Two new flu vaccines developed for dogs
New York, Jan 27 (IANS) Scientists have for the first time developed two new flu vaccines for canines, known as man’s best friend, which may also block flu strains from being transmitted and infecting people.
In the study, the researchers used a genetic engineering technique called reserve genetics to create a live vaccine against H3N8 canine influenza virus that replicates in the nose but not in the lungs.
“The nose is where the virus first enters a dog’s body, so generating an immune response there could stop the virus in its tracks,” said Luis Martinez-Sobrido, Associate Professor at the University of Rochester in New York, US.
“If the vaccines were to get into the lungs, it could create unwanted inflammation in response to the live virus,” Martinez-Sobrido said.
Currently, veterinarians use vaccines that include inactivated or killed flu virus, but experts say they provide short-term and limited protection.
The study published in the Journal of Virology found the live vaccine was safe and able to induce better immune protection against H3N8 canine influenza virus in mice and dog tracheal cells than a commercially available inactivated vaccine.
In a separate study, highlighted in the journal, the researchers used reserve genetics to remove a viral protein called NS1 from H3N8 canine influenza virus, which significantly weakens flu viruses so that they elicit an immune response but do not cause illness.
This approach has been used with human, swine and equine flu viruses to generate potential vaccines and was also safe and more effective than a traditional inactivated H3N8 influenza vaccine in mice and dog tracheal cells, the researchers said.
The live-attenuated vaccines will now be included for clinical trials with dogs, the researchers said.

> [Using the information]:
1 - Translate this sentence from the dog flu vaccine report into Spanish: "The live-attenuated vaccines will now be included for clinical trials with dogs, the researchers said."
2 - According to the dog flu vaccine report, why was the live H3N8 vaccine designed to replicate in the nose but not in the lungs?

> [Extracted material]:

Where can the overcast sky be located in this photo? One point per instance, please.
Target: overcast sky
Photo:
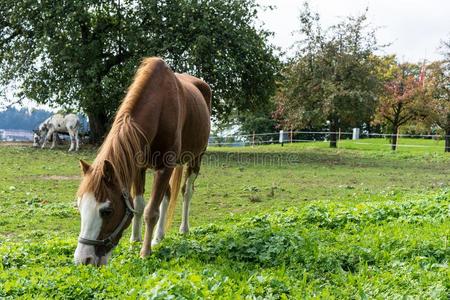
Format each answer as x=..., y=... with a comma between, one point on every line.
x=414, y=27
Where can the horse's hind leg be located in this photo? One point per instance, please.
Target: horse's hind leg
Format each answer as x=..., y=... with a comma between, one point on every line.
x=72, y=140
x=160, y=227
x=188, y=190
x=77, y=141
x=55, y=137
x=151, y=212
x=139, y=205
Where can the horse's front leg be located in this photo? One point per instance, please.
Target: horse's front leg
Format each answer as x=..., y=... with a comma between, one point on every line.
x=55, y=136
x=139, y=205
x=46, y=137
x=151, y=212
x=72, y=141
x=77, y=141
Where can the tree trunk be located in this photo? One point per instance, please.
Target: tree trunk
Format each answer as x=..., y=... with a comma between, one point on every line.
x=98, y=127
x=333, y=134
x=394, y=138
x=447, y=140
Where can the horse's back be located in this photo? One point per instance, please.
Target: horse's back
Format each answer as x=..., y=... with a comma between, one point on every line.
x=202, y=86
x=197, y=123
x=72, y=121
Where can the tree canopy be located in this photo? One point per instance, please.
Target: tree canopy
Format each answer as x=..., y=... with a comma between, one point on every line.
x=332, y=78
x=83, y=54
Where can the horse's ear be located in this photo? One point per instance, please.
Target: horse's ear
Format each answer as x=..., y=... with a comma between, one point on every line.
x=85, y=167
x=108, y=172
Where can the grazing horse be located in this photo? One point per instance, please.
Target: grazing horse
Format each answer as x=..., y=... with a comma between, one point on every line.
x=162, y=124
x=58, y=124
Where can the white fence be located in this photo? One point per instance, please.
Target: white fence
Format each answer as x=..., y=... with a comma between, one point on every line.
x=13, y=135
x=286, y=137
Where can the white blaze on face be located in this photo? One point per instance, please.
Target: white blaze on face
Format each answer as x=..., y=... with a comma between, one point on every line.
x=91, y=224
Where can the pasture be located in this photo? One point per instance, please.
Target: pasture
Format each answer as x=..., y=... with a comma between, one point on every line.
x=269, y=222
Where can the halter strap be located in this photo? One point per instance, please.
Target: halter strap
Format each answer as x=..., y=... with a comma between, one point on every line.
x=108, y=242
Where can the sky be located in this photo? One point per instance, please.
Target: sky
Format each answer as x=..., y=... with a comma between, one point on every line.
x=414, y=27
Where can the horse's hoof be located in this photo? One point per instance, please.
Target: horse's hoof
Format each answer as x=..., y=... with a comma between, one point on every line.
x=156, y=242
x=135, y=240
x=184, y=230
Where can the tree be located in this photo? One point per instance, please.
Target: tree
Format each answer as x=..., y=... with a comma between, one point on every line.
x=331, y=79
x=403, y=98
x=438, y=84
x=83, y=54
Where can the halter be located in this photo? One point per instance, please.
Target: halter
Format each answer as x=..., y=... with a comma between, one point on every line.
x=108, y=242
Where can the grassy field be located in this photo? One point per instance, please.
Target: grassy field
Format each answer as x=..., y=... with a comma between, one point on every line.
x=269, y=222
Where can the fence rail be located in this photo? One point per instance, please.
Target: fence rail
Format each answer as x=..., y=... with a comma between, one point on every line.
x=13, y=135
x=286, y=137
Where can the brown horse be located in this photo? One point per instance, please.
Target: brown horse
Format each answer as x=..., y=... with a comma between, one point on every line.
x=162, y=124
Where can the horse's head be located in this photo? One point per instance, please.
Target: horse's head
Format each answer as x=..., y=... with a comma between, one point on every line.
x=105, y=211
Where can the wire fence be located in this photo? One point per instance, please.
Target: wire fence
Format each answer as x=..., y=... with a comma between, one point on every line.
x=283, y=137
x=287, y=137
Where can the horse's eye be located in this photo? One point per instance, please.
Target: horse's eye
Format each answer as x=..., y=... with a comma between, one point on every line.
x=106, y=212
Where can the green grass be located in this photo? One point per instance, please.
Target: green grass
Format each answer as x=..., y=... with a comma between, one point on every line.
x=300, y=221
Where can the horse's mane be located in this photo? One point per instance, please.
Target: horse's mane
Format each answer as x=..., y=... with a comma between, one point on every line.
x=125, y=142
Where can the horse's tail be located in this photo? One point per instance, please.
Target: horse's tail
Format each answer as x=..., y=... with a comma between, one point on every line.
x=175, y=185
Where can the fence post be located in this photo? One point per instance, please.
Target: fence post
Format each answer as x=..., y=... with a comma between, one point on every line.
x=396, y=141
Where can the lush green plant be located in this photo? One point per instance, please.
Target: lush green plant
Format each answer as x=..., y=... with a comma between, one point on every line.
x=347, y=223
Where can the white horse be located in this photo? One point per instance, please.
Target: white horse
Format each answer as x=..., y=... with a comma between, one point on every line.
x=58, y=124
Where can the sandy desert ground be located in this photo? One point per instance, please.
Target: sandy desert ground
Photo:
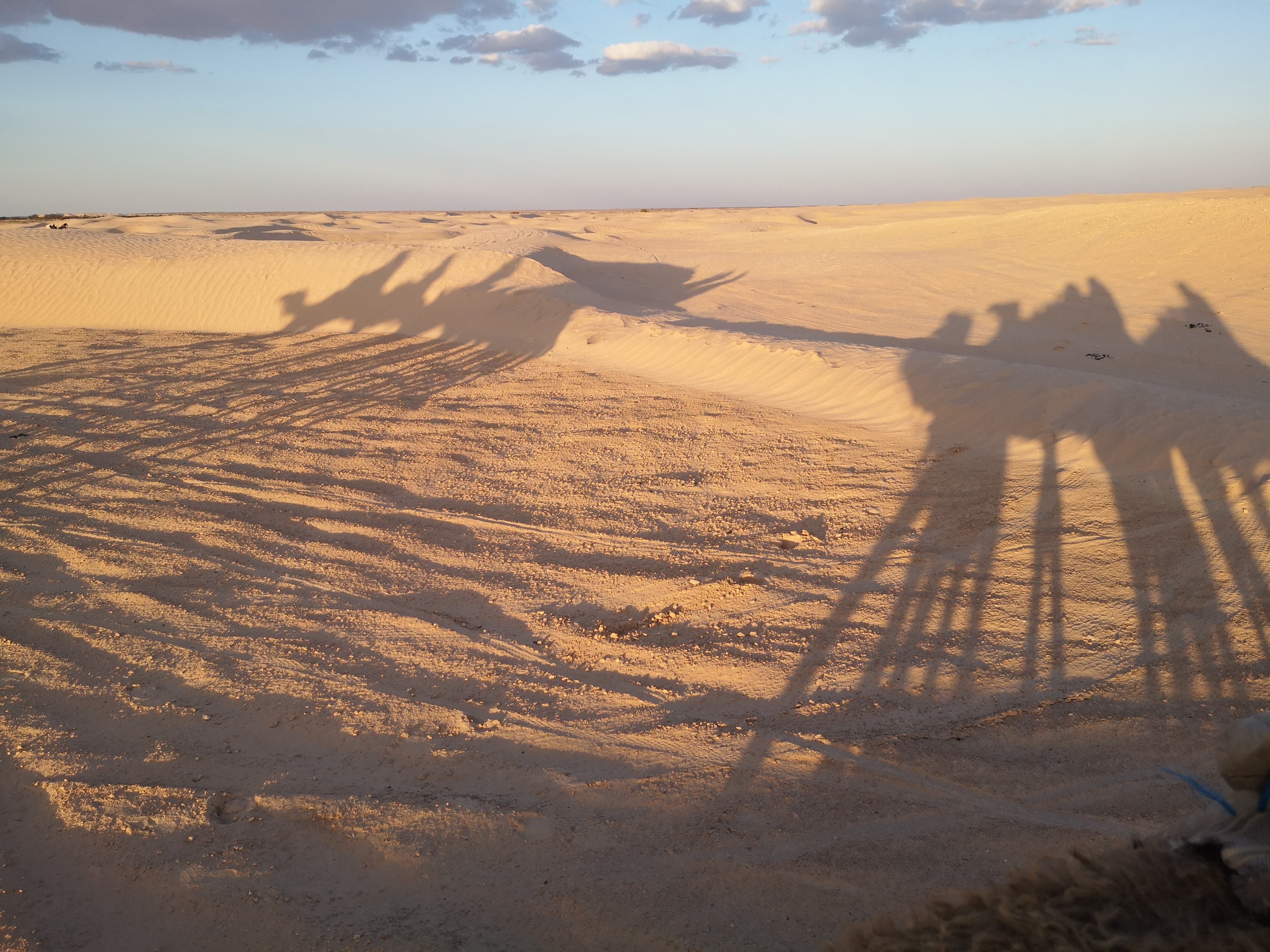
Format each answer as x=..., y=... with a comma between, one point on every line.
x=696, y=581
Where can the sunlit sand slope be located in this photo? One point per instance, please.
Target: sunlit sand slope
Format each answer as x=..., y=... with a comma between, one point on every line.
x=694, y=579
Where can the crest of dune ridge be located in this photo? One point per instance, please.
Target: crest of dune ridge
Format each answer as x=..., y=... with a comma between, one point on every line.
x=712, y=577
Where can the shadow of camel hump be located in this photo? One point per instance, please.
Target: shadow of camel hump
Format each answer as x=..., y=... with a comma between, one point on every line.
x=459, y=301
x=972, y=579
x=511, y=304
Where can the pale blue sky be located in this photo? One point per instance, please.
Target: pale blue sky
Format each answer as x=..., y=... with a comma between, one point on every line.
x=1169, y=96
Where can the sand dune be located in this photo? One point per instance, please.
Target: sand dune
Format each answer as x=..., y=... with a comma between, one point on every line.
x=675, y=579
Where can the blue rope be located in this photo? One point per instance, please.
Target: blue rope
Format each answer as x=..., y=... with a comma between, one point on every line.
x=1213, y=795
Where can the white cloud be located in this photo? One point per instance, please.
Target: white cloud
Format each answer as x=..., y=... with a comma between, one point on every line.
x=658, y=55
x=1089, y=36
x=13, y=50
x=403, y=54
x=358, y=22
x=720, y=13
x=143, y=67
x=539, y=47
x=895, y=22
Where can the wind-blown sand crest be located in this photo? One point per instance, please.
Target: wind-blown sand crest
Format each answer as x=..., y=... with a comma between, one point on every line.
x=698, y=579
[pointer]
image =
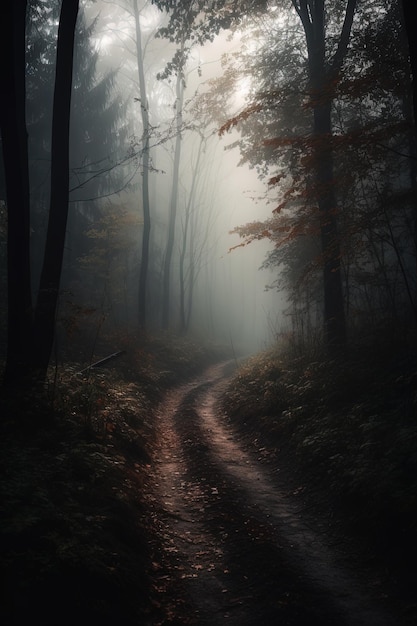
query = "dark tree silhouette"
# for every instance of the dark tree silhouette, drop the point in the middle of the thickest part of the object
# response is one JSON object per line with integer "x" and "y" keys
{"x": 15, "y": 155}
{"x": 44, "y": 321}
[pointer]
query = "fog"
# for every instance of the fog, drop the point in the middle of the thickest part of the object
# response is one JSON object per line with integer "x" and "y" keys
{"x": 230, "y": 300}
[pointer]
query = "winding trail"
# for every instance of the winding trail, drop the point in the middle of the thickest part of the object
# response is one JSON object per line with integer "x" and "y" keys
{"x": 235, "y": 548}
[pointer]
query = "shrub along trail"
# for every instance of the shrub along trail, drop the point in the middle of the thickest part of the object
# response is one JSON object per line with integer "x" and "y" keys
{"x": 233, "y": 543}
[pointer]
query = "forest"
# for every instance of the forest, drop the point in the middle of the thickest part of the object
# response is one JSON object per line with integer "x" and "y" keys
{"x": 208, "y": 261}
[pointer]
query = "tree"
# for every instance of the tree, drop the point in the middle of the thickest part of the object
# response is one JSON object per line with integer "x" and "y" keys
{"x": 146, "y": 130}
{"x": 46, "y": 304}
{"x": 323, "y": 73}
{"x": 15, "y": 156}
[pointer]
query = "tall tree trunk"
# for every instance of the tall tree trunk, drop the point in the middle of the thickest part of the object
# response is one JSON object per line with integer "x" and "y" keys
{"x": 15, "y": 156}
{"x": 174, "y": 201}
{"x": 322, "y": 73}
{"x": 187, "y": 243}
{"x": 46, "y": 305}
{"x": 146, "y": 233}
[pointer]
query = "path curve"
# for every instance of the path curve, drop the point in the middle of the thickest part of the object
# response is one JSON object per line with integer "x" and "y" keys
{"x": 233, "y": 547}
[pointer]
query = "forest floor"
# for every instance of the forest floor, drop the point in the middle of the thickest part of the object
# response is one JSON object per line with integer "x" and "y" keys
{"x": 237, "y": 541}
{"x": 140, "y": 501}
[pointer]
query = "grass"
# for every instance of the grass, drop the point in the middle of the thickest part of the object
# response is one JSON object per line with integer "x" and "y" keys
{"x": 76, "y": 535}
{"x": 348, "y": 429}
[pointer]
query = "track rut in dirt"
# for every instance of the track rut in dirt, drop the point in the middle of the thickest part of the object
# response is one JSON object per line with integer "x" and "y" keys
{"x": 234, "y": 546}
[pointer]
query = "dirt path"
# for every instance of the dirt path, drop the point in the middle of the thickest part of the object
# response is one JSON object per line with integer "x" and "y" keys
{"x": 234, "y": 546}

> [Solved tasks]:
1 - Las vacunas vivas atenuadas se incluirán ahora en ensayos clínicos con perros, dijeron los investigadores.

2 - The nose is where the virus first enters a dog's body, so an immune response there could stop the virus in its tracks. If the vaccine got into the lungs, it could create unwanted inflammation in response to the live virus.